### WORK TO COMPLETE
- 1) In the article about the murder trial, how old is Zachary Weimer?
- 2) Reproduce the stretch of the murder trial article from "The jury heard" through "house of valuables.".

### TEXT FOR ANALYSIS
PAINESVILLE —
Two more minutes and Scot Roberston would have made the gruesome discovery of his mother’s mutilated body — stabbed more than 90 times — buried under clothing and a mattress.
“I had my hand on the mattress, lifting it up,” he said, “and I started to move the clothes and stuff when the Madison police officers came in and said I had to leave.”
Robertson didn’t know it at the time, but his hand was within inches of his mother’s body on June 13, he testified in Zachary Weimer’s murder trial in Lake County Common Pleas Court on Tuesday.
The jury heard opening arguments and testimony as Weimer, 23, faces 17 charges including aggravated murder, burglary and receiving stolen property. He is accused of stabbing 77-year-old Madison Township resident Eleanor Robertson more than 90 times before dousing her body with chemicals and robbing the house of valuables.

### DATASET ENTRIES
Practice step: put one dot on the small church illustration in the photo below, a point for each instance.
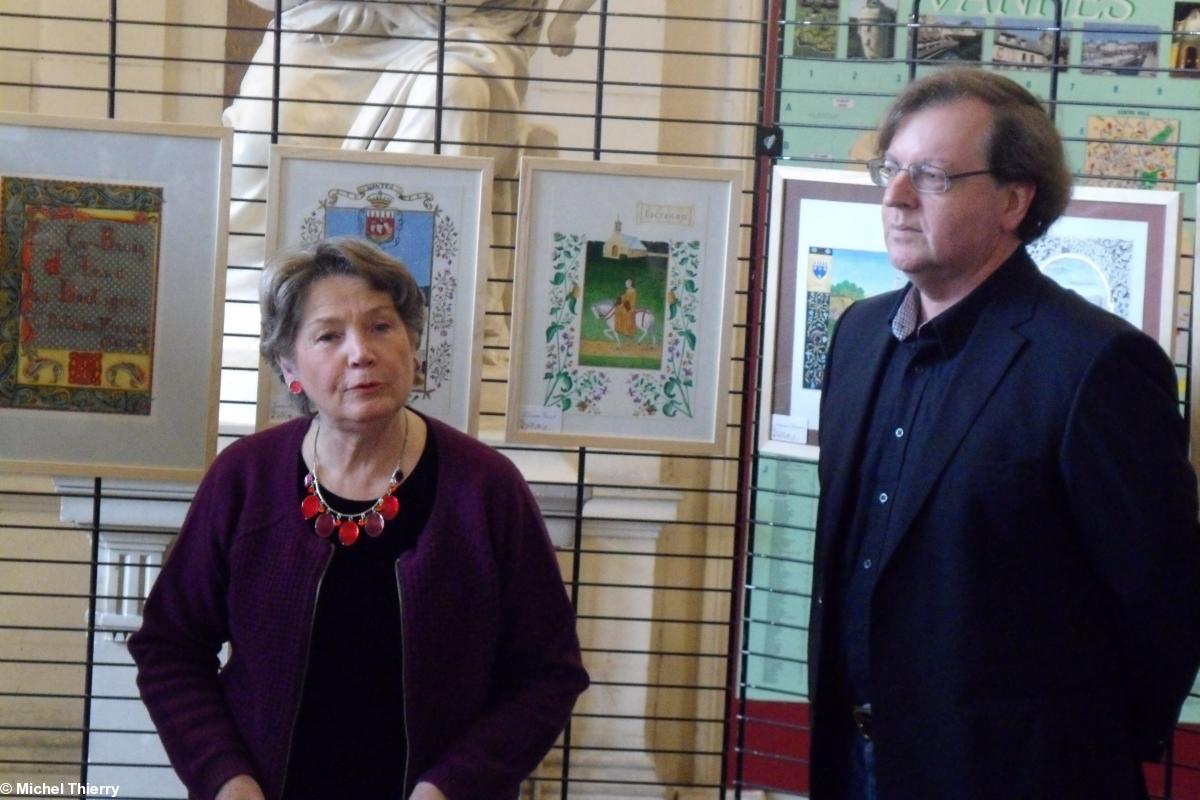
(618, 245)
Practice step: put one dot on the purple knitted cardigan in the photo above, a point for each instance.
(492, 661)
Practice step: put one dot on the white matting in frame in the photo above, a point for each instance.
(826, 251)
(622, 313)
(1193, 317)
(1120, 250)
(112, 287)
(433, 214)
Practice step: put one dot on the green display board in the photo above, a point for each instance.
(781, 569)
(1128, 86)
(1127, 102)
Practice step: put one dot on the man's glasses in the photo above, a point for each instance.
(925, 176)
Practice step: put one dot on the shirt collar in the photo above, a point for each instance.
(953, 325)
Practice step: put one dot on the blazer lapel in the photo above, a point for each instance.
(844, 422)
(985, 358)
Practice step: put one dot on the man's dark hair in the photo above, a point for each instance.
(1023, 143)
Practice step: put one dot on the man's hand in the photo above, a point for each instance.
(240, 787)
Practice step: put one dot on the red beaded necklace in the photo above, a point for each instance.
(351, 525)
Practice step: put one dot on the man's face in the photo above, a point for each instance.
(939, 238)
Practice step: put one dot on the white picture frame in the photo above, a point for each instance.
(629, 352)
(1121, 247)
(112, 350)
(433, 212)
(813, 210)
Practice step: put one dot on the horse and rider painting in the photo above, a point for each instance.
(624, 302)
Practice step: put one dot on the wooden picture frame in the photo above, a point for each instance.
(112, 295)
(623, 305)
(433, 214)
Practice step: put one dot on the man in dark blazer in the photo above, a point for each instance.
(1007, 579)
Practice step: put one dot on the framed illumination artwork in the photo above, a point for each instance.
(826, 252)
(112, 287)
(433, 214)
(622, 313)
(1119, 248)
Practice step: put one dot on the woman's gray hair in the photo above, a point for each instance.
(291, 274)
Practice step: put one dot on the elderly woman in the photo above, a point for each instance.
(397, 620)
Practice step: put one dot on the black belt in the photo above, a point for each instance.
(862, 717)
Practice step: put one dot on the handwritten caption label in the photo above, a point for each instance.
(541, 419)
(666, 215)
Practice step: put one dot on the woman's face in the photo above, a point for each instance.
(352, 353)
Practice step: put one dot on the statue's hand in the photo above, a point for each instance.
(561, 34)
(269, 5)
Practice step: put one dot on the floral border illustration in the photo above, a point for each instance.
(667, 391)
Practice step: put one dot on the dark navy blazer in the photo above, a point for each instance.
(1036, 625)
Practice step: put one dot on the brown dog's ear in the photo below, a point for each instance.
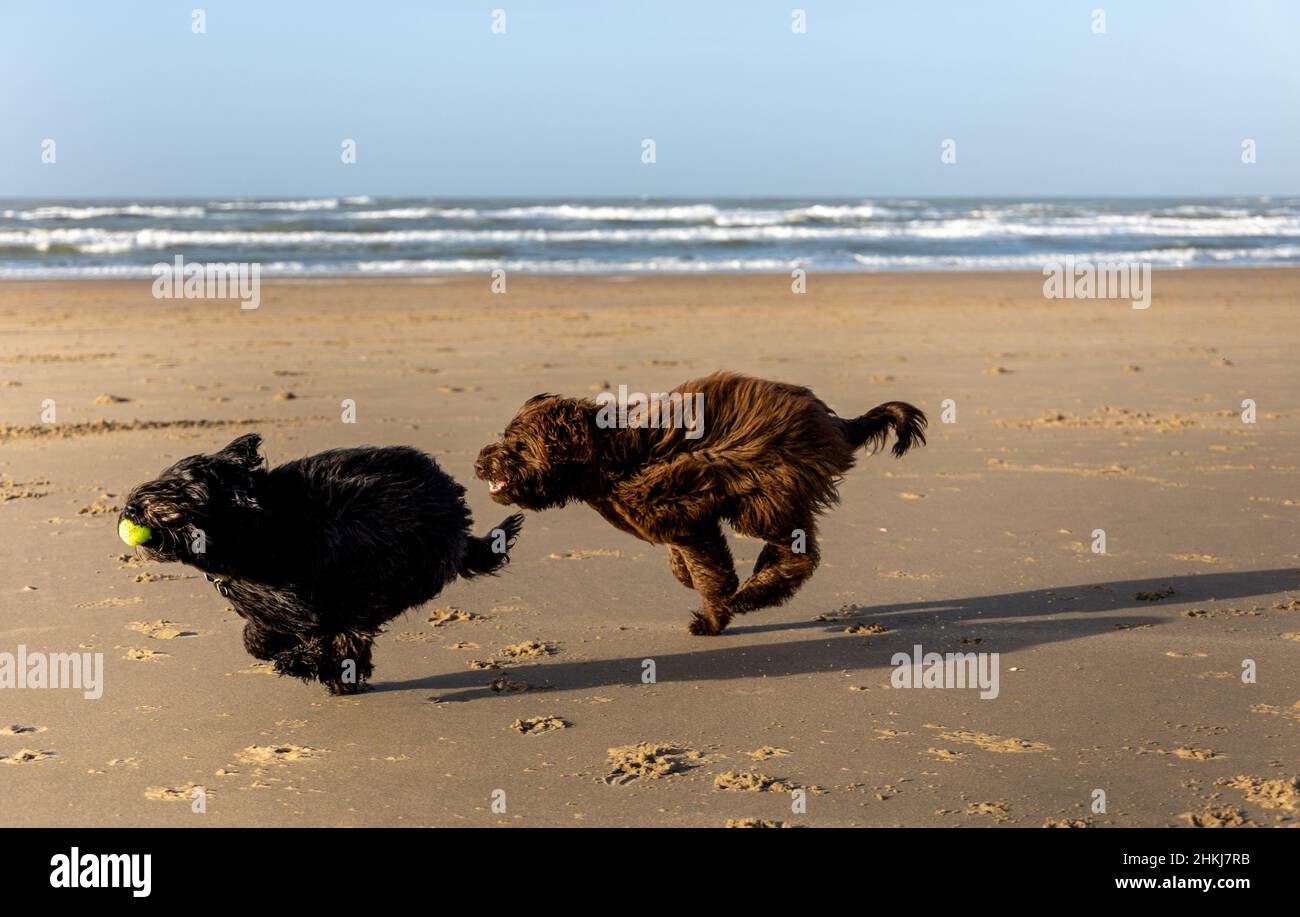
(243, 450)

### YOUR WRITTEN ANSWERS
- 1) 23

- 2)
The jury heard opening arguments and testimony as Weimer, 23, faces 17 charges including aggravated murder, burglary and receiving stolen property. He is accused of stabbing 77-year-old Madison Township resident Eleanor Robertson more than 90 times before dousing her body with chemicals and robbing the house of valuables.